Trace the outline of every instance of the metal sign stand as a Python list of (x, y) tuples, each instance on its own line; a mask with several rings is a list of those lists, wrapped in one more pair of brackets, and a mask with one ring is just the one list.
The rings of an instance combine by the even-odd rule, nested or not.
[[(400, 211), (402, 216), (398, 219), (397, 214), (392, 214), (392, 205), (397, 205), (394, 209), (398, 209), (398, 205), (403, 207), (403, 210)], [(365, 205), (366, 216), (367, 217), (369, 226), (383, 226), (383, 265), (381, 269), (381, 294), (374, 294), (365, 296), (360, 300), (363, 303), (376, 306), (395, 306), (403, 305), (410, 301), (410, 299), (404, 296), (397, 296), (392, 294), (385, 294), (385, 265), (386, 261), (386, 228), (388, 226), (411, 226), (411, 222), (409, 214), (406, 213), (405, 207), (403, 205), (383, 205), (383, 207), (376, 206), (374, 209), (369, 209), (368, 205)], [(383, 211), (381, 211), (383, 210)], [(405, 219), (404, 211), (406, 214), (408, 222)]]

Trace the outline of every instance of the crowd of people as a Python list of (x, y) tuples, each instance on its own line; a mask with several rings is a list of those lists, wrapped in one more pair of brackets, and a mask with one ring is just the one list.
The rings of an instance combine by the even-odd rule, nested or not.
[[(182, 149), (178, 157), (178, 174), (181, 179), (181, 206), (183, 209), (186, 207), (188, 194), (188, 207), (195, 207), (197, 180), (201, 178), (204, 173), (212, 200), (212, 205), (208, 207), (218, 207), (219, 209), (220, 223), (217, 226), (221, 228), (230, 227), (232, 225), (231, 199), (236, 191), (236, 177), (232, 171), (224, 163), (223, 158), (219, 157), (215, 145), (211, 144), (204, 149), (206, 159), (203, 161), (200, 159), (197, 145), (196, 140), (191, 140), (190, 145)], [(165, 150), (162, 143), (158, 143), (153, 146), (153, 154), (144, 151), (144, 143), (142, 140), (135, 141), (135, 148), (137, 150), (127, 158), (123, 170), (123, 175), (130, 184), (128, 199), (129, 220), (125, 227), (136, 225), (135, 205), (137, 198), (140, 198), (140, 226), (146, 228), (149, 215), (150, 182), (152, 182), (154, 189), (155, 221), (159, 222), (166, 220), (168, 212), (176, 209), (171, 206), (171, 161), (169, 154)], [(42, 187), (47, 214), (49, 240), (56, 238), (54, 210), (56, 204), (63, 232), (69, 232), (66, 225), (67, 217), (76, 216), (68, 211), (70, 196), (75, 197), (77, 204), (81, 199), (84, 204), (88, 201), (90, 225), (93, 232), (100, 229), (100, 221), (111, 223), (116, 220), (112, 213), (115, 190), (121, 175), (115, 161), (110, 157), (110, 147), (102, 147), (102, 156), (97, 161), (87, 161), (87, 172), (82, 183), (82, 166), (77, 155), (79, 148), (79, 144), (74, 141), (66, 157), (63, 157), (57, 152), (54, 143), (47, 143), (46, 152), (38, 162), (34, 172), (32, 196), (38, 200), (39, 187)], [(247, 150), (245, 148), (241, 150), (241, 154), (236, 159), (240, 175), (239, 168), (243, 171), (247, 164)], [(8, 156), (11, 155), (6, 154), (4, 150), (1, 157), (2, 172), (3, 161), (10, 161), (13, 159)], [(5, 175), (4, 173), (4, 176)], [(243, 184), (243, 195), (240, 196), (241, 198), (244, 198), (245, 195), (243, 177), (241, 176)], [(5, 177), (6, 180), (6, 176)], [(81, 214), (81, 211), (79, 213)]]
☆ ☆ ☆ ☆
▶ **Instructions to follow**: Please retype everything from the start of the rows down to the line containing "214), (408, 222)]]", including that line.

▶ **Solved problem**:
Trace the outline of every instance of the metal sign stand as a Python list of (x, y) tuples, each instance on its own line; a mask with several rings is a list of those lists, wrapped in one more pair of brackets, and a mask with one ring is just the one list.
The rings of an instance combine by the even-odd rule, nested or not.
[[(400, 211), (402, 216), (398, 219), (397, 214), (392, 214), (392, 205), (397, 205), (394, 209), (398, 209), (398, 205), (403, 207), (403, 210)], [(365, 205), (366, 216), (367, 217), (369, 226), (383, 226), (383, 265), (381, 269), (381, 294), (374, 294), (365, 296), (360, 300), (363, 303), (376, 306), (395, 306), (403, 305), (410, 301), (410, 299), (404, 296), (397, 296), (392, 294), (385, 294), (385, 265), (386, 261), (386, 228), (388, 226), (411, 226), (411, 222), (409, 214), (406, 213), (405, 207), (403, 205), (383, 205), (383, 207), (376, 206), (374, 209), (369, 209), (368, 205)], [(383, 211), (381, 211), (383, 210)], [(405, 219), (404, 211), (406, 214), (408, 222)]]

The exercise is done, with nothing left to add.